• What is asked: Rewrite every entry below with "brown branch" changed to "dark twig" and nothing else altered. Omit the pictures from your answer.

• Entries provided:
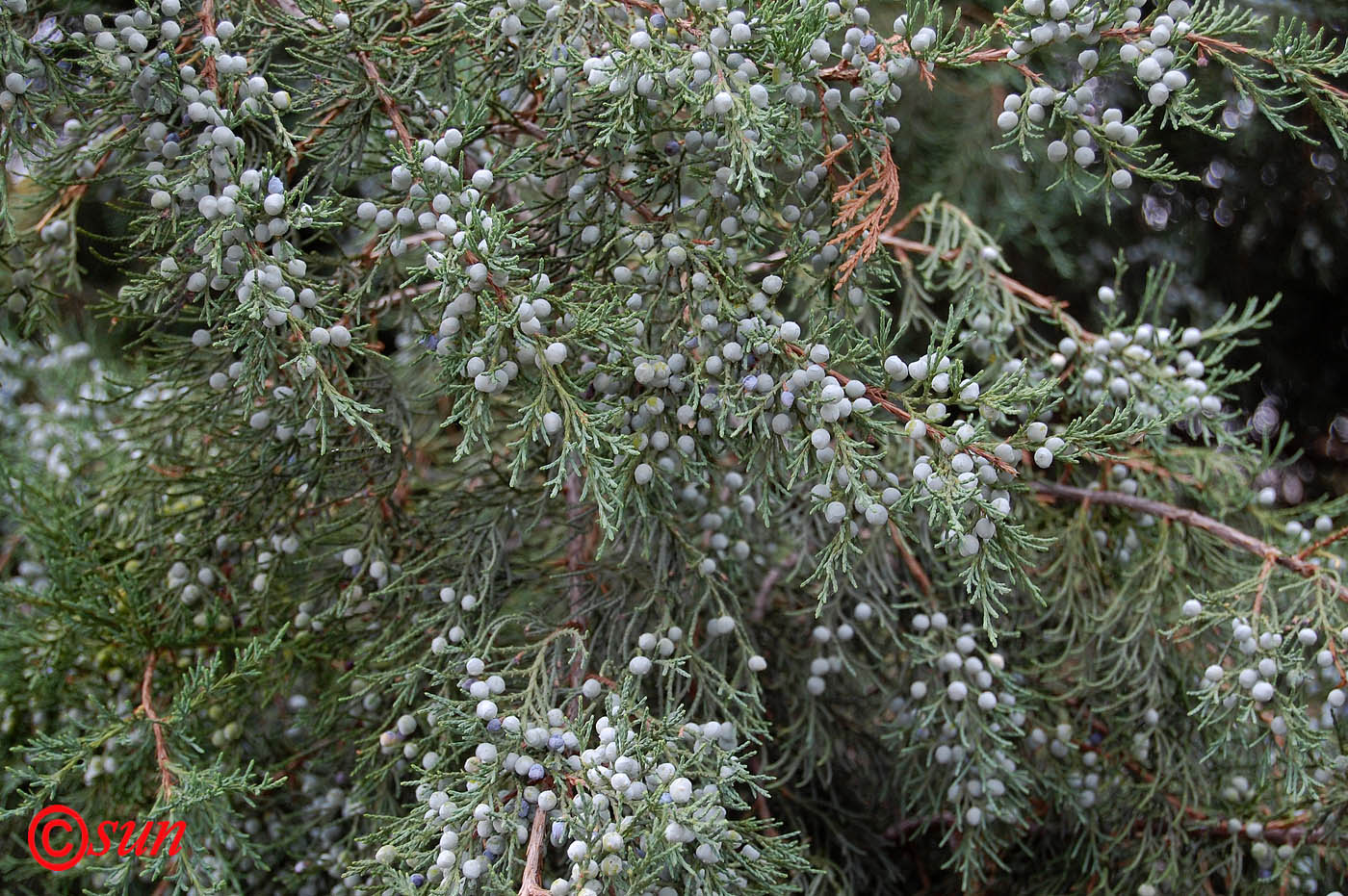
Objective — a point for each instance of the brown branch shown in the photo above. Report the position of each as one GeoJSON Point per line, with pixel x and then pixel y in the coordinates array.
{"type": "Point", "coordinates": [384, 100]}
{"type": "Point", "coordinates": [1054, 307]}
{"type": "Point", "coordinates": [208, 30]}
{"type": "Point", "coordinates": [1192, 519]}
{"type": "Point", "coordinates": [147, 706]}
{"type": "Point", "coordinates": [1325, 542]}
{"type": "Point", "coordinates": [878, 397]}
{"type": "Point", "coordinates": [910, 561]}
{"type": "Point", "coordinates": [531, 883]}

• Expected answer:
Objective — a point for each instance of the dark twig shown in the photo above. Report the position of each as one GeoJSON Point per line, with pixel x and then pixel y in the coordinates array.
{"type": "Point", "coordinates": [384, 100]}
{"type": "Point", "coordinates": [1054, 307]}
{"type": "Point", "coordinates": [208, 30]}
{"type": "Point", "coordinates": [1192, 519]}
{"type": "Point", "coordinates": [147, 706]}
{"type": "Point", "coordinates": [1325, 542]}
{"type": "Point", "coordinates": [878, 397]}
{"type": "Point", "coordinates": [910, 561]}
{"type": "Point", "coordinates": [531, 883]}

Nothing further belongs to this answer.